** BEGIN INPUT FOR THIS TASK **

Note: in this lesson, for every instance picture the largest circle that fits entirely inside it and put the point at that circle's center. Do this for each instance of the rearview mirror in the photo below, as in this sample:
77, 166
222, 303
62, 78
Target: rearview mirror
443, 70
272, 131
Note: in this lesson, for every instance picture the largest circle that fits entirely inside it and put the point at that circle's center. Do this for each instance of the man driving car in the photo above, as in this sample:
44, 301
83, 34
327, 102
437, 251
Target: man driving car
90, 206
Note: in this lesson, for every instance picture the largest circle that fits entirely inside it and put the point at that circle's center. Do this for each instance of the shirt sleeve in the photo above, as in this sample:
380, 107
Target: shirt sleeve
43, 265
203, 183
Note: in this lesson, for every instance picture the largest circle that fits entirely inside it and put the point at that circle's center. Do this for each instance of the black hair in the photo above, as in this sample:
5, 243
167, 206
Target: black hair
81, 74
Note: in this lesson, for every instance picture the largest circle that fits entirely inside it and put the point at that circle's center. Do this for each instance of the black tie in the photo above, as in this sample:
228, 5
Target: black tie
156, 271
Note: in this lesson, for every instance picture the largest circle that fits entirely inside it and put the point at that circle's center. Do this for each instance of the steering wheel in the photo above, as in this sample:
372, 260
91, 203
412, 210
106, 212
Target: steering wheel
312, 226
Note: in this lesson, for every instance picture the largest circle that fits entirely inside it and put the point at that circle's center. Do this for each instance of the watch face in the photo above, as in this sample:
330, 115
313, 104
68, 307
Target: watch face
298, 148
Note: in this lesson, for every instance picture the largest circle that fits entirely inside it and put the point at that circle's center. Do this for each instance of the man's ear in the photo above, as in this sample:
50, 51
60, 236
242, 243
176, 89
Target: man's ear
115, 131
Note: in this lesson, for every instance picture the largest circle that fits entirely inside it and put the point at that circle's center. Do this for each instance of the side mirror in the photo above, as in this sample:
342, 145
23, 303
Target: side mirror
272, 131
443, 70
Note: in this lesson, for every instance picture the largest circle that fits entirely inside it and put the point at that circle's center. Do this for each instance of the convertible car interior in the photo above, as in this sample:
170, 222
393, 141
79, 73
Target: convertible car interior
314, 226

** END INPUT FOR THIS TASK **

» **REQUIRED WORK**
Output every one of the records above again, line for line and unchanged.

» **TASK SOLUTION**
Note: in this lesson, for every instance picture the largest circle that fits entirely inside it and put the point at that circle's center. Do this for each instance of the rearview mirror in the photo below, as in this sample:
77, 166
222, 303
62, 78
Target: rearview mirror
443, 70
272, 131
Note: in this lesson, for every instance picture the largest circle that fits entirely inside it and put the point at that circle's center. Do this for each instance of the man driving car in the photo above, as in this sample:
44, 301
83, 34
327, 102
437, 251
Target: man driving car
90, 206
Note: in this lesson, for every instance picture the largest circle that fits entirely inside it and put the point at that circle's center. Do this for each instance of the shirt sleeve in the photo above, as in this sample:
380, 107
Target: shirt sleeve
43, 265
203, 183
Note: in this lesson, for every instance picture the largest circle that fits entirely inside it and put the point at that circle's center. Do this for each instance of the black hair in the photo above, as in this sample:
5, 243
167, 206
Target: black hair
81, 74
Note: in this lesson, for every instance picture the largest circle that fits entirely inside it and put the point at that circle's center. Do this for each instance of the black tie in the photo above, as in this sample:
228, 5
Target: black tie
156, 271
Note: in this lesson, for every instance picture the largest circle that fits entirely inside it and put the point at that circle's center. Do this for each instance of the steering wheel in the photo above, as in this sample:
372, 260
91, 203
412, 210
106, 212
Target: steering wheel
312, 226
Note: in this lesson, for every instance picture the largest circle that fits entirely inside it and put the point at that circle's center. Do this for each instance of the watch face in the photo above, as in this sample:
330, 115
313, 104
68, 307
Target: watch face
298, 148
Note: in this lesson, for every instance picture the largest circle that fits entirely inside it and put the point at that circle's center. Do this for each instance of the man's ear in the photo above, as in this sample:
50, 51
60, 236
242, 243
176, 89
Target: man's ear
115, 131
Note: in this lesson, for every instance picture the largest circle that fits entirely inside it and put the point at that circle's center. Do this for each instance of the side mirror in the photo above, as in this sample:
342, 145
23, 303
Target: side mirror
272, 131
443, 70
Note: in this lesson, for every instance picture the largest circle that fits entirely inside it and put the point at that circle's center. Do this for each instance of the convertible car interior in the photo above, as in this sample:
170, 222
393, 141
79, 73
Target: convertible car interior
314, 226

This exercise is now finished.